-- 短い課題 --
資料のうち、「Task: indicate the refrigerator」を含む行から始まり「x=397 y=221」を含む行で終わる部分を、両端の行も含めて一字一句変えずに繰り返してください。

-- 抽出情報 --
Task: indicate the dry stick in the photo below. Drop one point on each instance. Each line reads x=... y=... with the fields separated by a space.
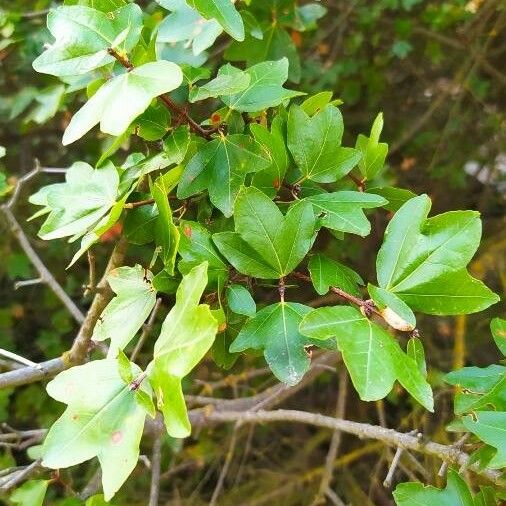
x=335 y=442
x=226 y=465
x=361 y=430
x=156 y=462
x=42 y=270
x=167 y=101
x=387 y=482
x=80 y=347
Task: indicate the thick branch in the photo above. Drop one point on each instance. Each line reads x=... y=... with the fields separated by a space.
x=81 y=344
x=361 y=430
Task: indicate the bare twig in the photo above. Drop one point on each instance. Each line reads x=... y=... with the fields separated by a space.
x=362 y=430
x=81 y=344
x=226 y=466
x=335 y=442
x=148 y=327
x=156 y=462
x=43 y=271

---

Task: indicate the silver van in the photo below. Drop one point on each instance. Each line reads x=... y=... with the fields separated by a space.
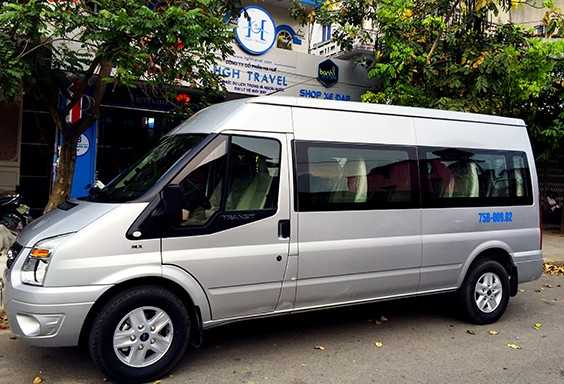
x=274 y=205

---

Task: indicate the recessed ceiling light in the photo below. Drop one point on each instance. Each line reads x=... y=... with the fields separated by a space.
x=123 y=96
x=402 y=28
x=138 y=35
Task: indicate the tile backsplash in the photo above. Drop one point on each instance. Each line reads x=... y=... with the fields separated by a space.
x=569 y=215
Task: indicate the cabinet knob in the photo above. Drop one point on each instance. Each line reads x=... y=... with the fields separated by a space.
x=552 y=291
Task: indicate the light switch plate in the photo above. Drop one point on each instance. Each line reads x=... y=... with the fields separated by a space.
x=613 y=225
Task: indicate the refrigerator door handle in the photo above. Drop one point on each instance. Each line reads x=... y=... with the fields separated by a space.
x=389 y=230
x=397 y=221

-- 課題の解答 --
Task: indicate the refrigerator door handle in the photo above. Drop one point on each instance. Each line reads x=... y=... with the fields separated by a space.
x=389 y=230
x=397 y=221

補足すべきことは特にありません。